Ringkaslah cuplikan teks tentang video perbandingan orang tua Asia dan orang tua Barat dalam dua kalimat.

**CUPLIKAN TEKS**

====

Suatu malam, saya mengobrol dengan suami saya sambil melihat bulan purnama sedang mengambang. Kedua anak saya sedang di kamar. Entah mereka bermain games atau menonton. Sambil tertawa-tawa cekikikan mereka memanggil-manggil “Mama! Mama! Sini deh….” katanya. Saya tidak segera beringsut masuk.
Akhirnya anak saya yang kecil menyusul saya ke halaman dan mengajak saya masuk. Di kamar anak saya yang besar sudah menyiapkan sebuah video di youtube untuk saya lihat. “Mommy, you have to see this… ” katanya sambil tersenyum bandel, diikuti oleh adiknya yang cekakak-cekikik. Sebuah video yang berjudul ” Asian Immigrant Parents vs Western Parents”. Mereka memilihkan dan memutarnya untuk saya. Nah..sekarang saya tahu siapa otaknya. Sayapun ikut menonton.
Career Choice – Western Parents bilang : mereka mengatakan mendukung apapun pilihan career anaknya kelak, mau itu jadi Bill Gate, mau jadi President..intinya mereka tetap bangga akan anaknya. Asian parents juga serupa, membebaskan anaknya untuk memilih menjadi apa saja, Engineer, Docter, Lawyer atau apapun.
Kelihatannya tak terlalu jauh nih bedanya..Saya menyimak dengan baik apa yang dikatakan.
Falling In Love – Western parents umumnya ikut senang jika anaknya menyampaikan kalau ia falling in love dan malahan bertanya, kaya apa sih orangnya? Cakep nggak?. Sementara Asian Parents marah-marah jika anaknya mengatakan ia falling in love pada seseorang ” You think you in love? You crazy! You are too young..”ia menyarankan agar anaknya tetap fokus pada sekolah dulu, belajar keras, dapatkan pekerjaan dulu baru menikah.

====

**DATA**

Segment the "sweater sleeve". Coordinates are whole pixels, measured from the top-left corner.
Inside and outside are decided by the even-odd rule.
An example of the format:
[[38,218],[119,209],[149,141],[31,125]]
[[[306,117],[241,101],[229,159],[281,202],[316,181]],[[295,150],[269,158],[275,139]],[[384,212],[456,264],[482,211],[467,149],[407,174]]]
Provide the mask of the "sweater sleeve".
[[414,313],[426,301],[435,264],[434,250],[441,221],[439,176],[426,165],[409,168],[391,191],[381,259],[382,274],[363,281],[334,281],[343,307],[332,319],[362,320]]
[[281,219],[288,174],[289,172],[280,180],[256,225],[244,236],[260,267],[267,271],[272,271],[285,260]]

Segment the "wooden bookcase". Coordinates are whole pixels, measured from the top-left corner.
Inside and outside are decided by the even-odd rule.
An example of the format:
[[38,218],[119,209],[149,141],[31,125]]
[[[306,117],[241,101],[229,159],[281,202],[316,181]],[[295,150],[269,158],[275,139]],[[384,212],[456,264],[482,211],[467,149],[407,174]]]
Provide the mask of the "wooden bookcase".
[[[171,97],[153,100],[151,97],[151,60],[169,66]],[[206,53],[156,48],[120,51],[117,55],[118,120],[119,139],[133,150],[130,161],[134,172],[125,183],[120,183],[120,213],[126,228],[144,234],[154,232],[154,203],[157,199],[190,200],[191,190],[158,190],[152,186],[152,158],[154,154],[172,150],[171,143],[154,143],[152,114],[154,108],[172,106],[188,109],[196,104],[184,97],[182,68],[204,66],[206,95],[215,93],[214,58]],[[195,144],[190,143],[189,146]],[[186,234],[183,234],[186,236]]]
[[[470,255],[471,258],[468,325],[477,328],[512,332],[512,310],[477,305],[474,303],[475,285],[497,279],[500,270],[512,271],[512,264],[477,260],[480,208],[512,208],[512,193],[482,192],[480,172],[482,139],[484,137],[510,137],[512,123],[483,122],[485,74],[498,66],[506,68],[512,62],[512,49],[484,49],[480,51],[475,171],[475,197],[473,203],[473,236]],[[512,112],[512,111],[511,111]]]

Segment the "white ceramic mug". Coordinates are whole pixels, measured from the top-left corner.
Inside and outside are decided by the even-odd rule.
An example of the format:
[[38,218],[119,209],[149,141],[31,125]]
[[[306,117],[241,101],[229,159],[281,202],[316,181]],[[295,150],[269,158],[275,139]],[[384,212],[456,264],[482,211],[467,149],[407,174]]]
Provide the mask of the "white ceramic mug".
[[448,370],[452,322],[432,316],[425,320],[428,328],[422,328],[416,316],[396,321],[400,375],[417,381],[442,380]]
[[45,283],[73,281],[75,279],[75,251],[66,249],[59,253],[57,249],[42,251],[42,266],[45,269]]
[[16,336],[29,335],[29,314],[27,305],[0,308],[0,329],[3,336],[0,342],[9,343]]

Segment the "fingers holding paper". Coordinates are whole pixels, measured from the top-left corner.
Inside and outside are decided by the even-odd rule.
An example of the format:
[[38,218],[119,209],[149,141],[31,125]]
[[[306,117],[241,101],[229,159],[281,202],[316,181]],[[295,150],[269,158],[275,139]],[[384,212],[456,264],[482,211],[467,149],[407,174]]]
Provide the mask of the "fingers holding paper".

====

**HASIL TUGAS**
Suatu malam, kedua anak penulis mengajaknya masuk ke kamar untuk menonton video YouTube berjudul "Asian Immigrant Parents vs Western Parents" yang sudah mereka siapkan. Menurut video itu, orang tua Barat dan Asia sama-sama membebaskan pilihan karier anaknya, tetapi ketika anak jatuh cinta, orang tua Barat ikut senang, sedangkan orang tua Asia marah dan menyuruh anaknya fokus sekolah dan bekerja dulu sebelum menikah.